* start DATASET RECORDS *

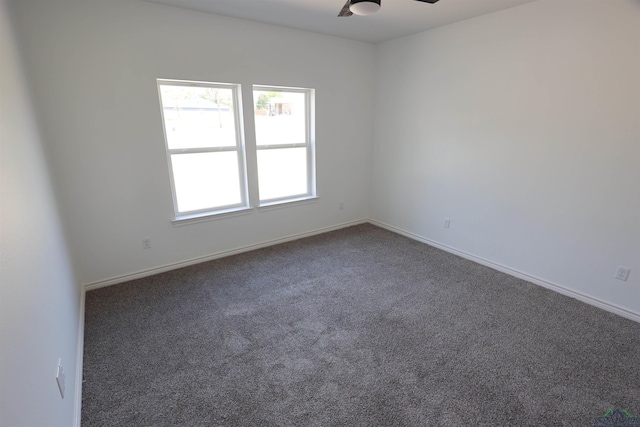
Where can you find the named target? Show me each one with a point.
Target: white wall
(93, 65)
(39, 297)
(523, 127)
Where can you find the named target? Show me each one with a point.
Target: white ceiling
(396, 18)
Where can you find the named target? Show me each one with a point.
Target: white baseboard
(77, 405)
(612, 308)
(193, 261)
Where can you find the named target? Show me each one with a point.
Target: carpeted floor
(357, 327)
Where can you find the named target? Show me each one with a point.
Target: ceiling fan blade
(345, 11)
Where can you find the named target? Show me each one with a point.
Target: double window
(207, 151)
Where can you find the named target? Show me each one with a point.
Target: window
(284, 144)
(205, 149)
(203, 128)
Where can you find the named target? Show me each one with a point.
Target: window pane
(206, 180)
(280, 117)
(282, 172)
(197, 117)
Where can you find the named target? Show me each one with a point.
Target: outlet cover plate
(60, 378)
(622, 273)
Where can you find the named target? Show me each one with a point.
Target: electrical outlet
(622, 273)
(60, 378)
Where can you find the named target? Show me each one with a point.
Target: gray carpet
(357, 327)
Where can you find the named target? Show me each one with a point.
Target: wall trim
(77, 405)
(612, 308)
(174, 266)
(588, 299)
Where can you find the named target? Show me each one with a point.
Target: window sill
(287, 203)
(210, 216)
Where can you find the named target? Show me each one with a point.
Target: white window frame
(309, 144)
(239, 148)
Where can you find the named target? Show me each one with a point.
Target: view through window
(283, 143)
(205, 149)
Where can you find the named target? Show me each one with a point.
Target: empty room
(312, 213)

* end DATASET RECORDS *

- **INSTRUCTIONS TO FOLLOW**: Count the lines in the rows above that contain the string "white", treating uppercase and lowercase as different. Reply with the number only.

- **ANSWER TO THIS EXERCISE**: 4